TASK. Copy out all the rows below, requests included, and scale every x and y coordinate in the answers by 1.1, rounding each result to a whole number with halves going up.

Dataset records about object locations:
>> BEGIN

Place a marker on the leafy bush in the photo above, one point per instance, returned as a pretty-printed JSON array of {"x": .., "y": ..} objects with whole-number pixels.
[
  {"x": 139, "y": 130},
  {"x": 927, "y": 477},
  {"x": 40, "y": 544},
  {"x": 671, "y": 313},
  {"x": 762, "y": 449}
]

>> END

RESULT OF THIS EXERCISE.
Place a marker on the leafy bush in the photo above, one point per instance, returned as a pretty-printed JSON array of {"x": .., "y": ..} objects with whole-number pixels.
[
  {"x": 153, "y": 143},
  {"x": 1020, "y": 525},
  {"x": 44, "y": 598},
  {"x": 738, "y": 344},
  {"x": 838, "y": 494}
]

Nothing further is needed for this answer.